======== Excerpted text ========

Medford Public Schools is a school district located in Medford, Massachusetts. The district has 9 schools in the city serving grades K-12. It is led by Superintendent Dr. Marice Edouard-Vincent. The main office is located at 489 Winthrop Street, within the High School/Vocational-Technical High School building.

Administration
Superintendent: Marice Edouard-Vincent
Assistant Superintendent, Director of Elementary Education/Title 1: Suzanne Galusi
Assistant Superintendent: Peter Cushing
Assistant Superintendent, Director of Finance and Administration: David Murphy

Elementary schools

Brooks Elementary School

Brooks Elementary School is located in the West Medford section of Medford, Massachusetts.  It is named for John Brooks, who was born in Medford, became a Revolutionary War veteran, and was later Governor of Massachusetts from 1816 to 1823.

Former Principals
 1994 - 2012 Michael Simon

Missituk Elementary School

Missituk Elementary School is located in the South Medford section of Medford, Massachusetts.  Since the student population historically has had a large (over fifty percent) portion qualifying for free and reduced lunch, the Missituk School instituted a universal free breakfast program beginning in late 2008.  Initial results included better attendance, fewer trips to the nurse and better student behavior.

Former Principals
 1988 - 1992 Mr.Donovon
1992-1994 Mr.Swanson

John J. McGlynn Elementary School

Named after a former mayor of Medford, the John J. McGlynn Elementary School shares a building and campus with the McGlynn Middle School on the eastern bank of the Mystic River, between Medford Square and Wellington Circle.  It is also immediately adjacent to the Andrews Middle School.

======== Record extracts ========

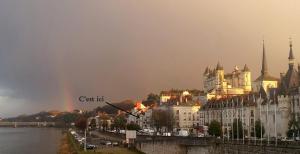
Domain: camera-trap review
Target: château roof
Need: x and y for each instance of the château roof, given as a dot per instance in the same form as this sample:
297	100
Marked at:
266	77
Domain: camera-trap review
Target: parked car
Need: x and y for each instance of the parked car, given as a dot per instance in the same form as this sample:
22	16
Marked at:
115	143
91	146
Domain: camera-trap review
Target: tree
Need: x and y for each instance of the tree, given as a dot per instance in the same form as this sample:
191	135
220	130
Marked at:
294	128
163	118
81	123
93	123
153	97
259	128
120	122
214	128
133	126
237	133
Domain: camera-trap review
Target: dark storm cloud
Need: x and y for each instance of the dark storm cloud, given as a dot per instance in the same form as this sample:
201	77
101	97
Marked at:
127	49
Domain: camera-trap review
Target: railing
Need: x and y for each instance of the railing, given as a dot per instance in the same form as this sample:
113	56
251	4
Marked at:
25	124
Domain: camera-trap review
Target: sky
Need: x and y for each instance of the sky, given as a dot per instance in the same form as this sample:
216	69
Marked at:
52	52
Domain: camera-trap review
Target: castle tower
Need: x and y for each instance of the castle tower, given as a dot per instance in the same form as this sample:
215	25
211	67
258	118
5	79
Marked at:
219	76
291	56
246	79
265	80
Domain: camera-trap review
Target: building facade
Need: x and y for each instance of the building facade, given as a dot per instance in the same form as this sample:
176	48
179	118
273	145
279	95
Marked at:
217	84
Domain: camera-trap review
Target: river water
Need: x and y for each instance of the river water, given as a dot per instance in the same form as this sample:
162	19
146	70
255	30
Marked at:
29	140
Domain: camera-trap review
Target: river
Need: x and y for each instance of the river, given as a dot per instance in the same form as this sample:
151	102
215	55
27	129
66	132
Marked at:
29	140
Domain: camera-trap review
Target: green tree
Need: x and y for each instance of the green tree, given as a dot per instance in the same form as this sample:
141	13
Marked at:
163	118
237	133
153	97
259	128
120	122
93	123
81	123
214	128
133	126
293	128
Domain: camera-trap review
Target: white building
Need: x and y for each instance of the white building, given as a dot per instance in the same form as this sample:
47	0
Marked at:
217	84
186	116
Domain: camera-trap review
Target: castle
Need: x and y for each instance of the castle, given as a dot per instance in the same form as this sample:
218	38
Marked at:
217	84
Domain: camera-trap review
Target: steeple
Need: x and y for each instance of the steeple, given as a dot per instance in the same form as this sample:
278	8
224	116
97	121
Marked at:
219	67
291	56
264	67
246	68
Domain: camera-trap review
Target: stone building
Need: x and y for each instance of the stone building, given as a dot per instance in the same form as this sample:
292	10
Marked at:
217	84
265	80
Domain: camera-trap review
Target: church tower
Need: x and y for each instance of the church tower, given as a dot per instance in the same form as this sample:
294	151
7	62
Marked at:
265	79
219	76
291	56
246	79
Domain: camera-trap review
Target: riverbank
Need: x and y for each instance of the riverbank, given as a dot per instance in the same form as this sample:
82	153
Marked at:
70	146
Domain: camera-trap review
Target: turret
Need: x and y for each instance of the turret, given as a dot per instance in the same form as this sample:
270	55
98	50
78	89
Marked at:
291	56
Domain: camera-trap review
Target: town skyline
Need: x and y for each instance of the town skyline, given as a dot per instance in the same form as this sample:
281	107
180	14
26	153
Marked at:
51	53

========

■ **Written problem 1**: From the Medford Public Schools text, list every person named under the "Administration" header.
■ **Written problem 2**:
Answer these questions from the Medford Public Schools text:
(a) In which section of Medford is Brooks Elementary School located?
(b) When did the Missituk School begin its universal free breakfast program?
(c) Which school shares a building and campus with the John J. McGlynn Elementary School?
■ **Written problem 3**: Write what comes next in the Medford Public Schools text, starting after its last sentence.
These records have no connection to the Medford Public Schools text.

■ **Task result 1**: Marice Edouard-Vincent, Suzanne Galusi, Peter Cushing, David Murphy

■ **Task result 2**:
(a) West Medford
(b) Late 2008
(c) The McGlynn Middle School

■ **Task result 3**:
Milton Fuller Roberts Elementary School

The Milton Fuller Roberts Elementary School was named after Lt. Milton F. Roberts, a veteran of the Civil War, Spanish–American War, and World War I. Originally a junior high school or middle school, it opened in that capacity in 1928 in the Glenwood neighborhood of north east Medford.  It was converted into an elementary school in September 2003 as part of a series of school renovations across the district.

Secondary schools

Madeleine Dugger Andrews Middle School
Location: 3000 Mystic Valley Parkway, Medford, MA 02155
Coordinates:
Established: September 2000
Principal: Mr. Michael Downs
Assistant Principal: Julia McEwan
Staff: 72.3
Teaching Staff: 50.4
Grades: 6-8
Enrollment: 519 Students (2013-2014)
Grade 6: 158
Grade 7: 175
Grade 8: 176
Classes: 285
Student:teacher ratio: 10.3:1
MCAS % proficient and advanced: ELA: 68 ; Math: 47 ; Science: 41 (Spring 2014)
URL: https://andrews.mps02155.org/

Madeleine Dugger Andrews Middle School is named after the first African-American member of the Medford School Committee.  It was the first new school constructed in the district in eighty years.  Located on the eastern bank of the Mystic river, south of Medford Square, it is immediately adjacent to the McGlynn schools.

Fulton Heights Academy which is part of Andrews Middle School is dedicated to special needs children with social/emotional and behavioral/academic disabilities.

John J. McGlynn Middle School
Location: 3002 Mystic Valley Parkway, Medford, MA 02155
Coordinates:
Established: September 2004
Principal: Mr. Nick Tucci
Staff: 64.1
Teaching Staff: 46.6
Grades: 6-8
Enrollment: 531 Students (2013-2014)
Grade 6: 145
Grade 7: 192
Grade 8: 194
Classes: 263
Student:teacher ratio: 11.4:1
MCAS % proficient and advanced: ELA: 70 ; Math: 38 ; Science: 48 (Spring 2014)
URL: https://mcglynnms.mps02155.org/

Medford High School

Location: 489 Winthrop Street, Medford, MA 02155
Headmaster: Mr. Paul D'Alleva
Enrollment: 1,332 Students
URL: https://mhs-mvths.mps02155.org/

Medford Vocational-Technical High School
Location: 489 Winthrop Street, Medford, MA 02155
Director: Chad Fallon
Enrollment: 257 Students 
URL: https://mhs-mvths.mps02155.org/

Curtis/Tufts Alternative School
Location: 437 Main Street, Medford, MA 02155
Program Director: Brian Twomey
Staff: 8.8
Teaching Staff: 4.4
Grades: 9-12
Enrollment: 22 Students (2014-2015)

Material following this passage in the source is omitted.